(Part of a data file)
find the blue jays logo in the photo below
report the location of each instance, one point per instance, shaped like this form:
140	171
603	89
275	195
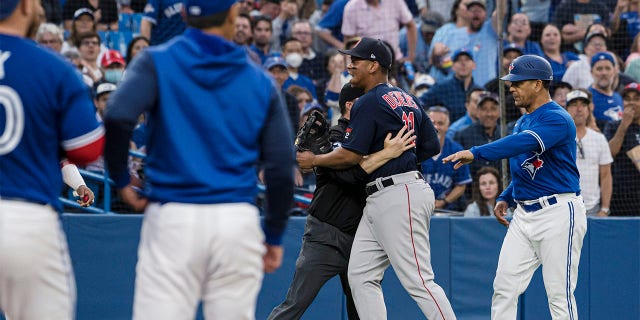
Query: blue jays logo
532	165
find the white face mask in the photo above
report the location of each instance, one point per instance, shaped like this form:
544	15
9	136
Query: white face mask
294	59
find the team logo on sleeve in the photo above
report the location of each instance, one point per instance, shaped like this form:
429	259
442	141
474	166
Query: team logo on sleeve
532	165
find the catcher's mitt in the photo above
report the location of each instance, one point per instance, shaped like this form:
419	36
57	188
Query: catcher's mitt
314	134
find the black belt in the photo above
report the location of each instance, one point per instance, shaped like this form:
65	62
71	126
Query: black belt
539	204
388	182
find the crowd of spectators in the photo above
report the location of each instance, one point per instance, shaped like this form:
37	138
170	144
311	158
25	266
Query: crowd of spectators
446	53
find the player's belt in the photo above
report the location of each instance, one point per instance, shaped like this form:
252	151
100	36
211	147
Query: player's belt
381	183
542	202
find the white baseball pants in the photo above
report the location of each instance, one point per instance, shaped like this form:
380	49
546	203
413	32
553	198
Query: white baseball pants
192	252
551	237
36	277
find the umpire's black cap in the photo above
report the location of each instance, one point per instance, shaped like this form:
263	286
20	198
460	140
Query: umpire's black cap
349	93
372	50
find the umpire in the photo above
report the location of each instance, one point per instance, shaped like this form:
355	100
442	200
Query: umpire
334	216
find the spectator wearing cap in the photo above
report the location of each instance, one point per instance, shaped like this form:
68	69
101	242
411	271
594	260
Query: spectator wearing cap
573	17
485	130
277	67
607	102
451	93
262	31
551	42
518	33
439	53
593	156
427	26
448	184
292	53
578	73
381	20
624	142
51	36
162	20
471	116
113	66
105	13
510	51
479	36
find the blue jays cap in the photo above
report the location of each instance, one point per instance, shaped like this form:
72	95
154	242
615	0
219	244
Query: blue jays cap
7	7
603	56
461	51
206	7
372	50
275	61
529	67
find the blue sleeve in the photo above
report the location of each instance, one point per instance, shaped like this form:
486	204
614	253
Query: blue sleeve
135	95
278	160
507	196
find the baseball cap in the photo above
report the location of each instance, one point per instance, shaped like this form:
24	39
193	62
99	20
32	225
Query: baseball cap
314	105
105	87
486	95
83	11
206	7
576	95
372	50
461	51
477	2
633	86
7	7
349	93
529	67
602	56
431	21
512	47
275	61
111	57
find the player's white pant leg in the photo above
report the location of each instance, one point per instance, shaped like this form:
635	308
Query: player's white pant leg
403	230
176	254
516	265
235	270
367	264
36	278
565	225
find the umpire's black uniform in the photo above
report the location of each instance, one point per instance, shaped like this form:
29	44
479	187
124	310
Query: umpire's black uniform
334	216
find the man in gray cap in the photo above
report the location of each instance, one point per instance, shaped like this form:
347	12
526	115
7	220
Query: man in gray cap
549	222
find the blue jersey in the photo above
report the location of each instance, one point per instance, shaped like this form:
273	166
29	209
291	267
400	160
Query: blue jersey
385	109
542	152
441	176
166	17
44	107
213	116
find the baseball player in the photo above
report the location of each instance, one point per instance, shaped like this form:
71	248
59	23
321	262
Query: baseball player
549	222
334	215
42	113
201	237
394	228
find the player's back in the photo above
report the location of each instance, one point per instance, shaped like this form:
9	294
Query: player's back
43	110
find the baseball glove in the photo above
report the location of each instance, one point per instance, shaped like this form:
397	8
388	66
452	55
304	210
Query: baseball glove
314	134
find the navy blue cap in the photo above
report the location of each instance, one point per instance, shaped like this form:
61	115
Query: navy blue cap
7	7
603	56
275	61
372	50
461	51
529	67
200	8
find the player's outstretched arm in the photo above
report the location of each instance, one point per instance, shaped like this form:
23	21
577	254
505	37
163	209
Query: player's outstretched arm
393	148
500	211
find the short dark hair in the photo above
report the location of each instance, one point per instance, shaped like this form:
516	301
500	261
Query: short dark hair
204	22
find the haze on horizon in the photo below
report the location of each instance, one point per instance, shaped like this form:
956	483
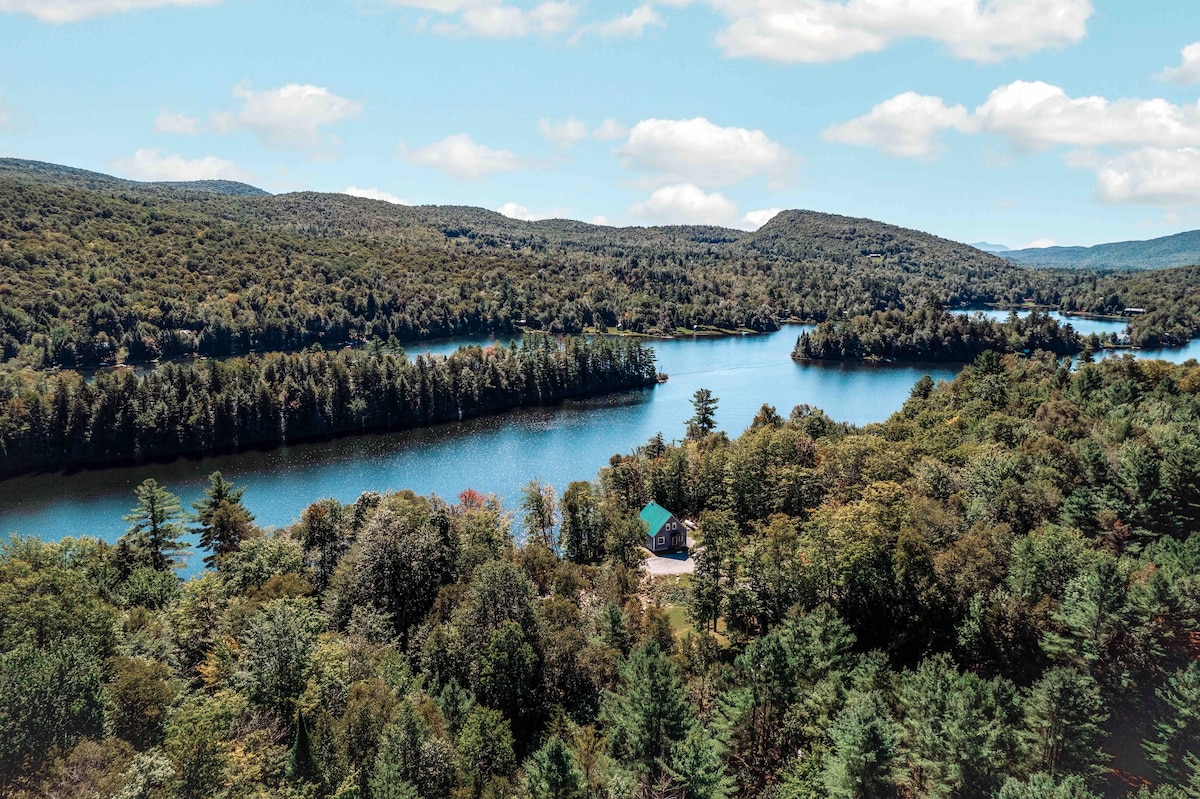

Do this:
Please count how many lines in the entries above contain the string "pants", and reply with that number alone.

Response to the task:
2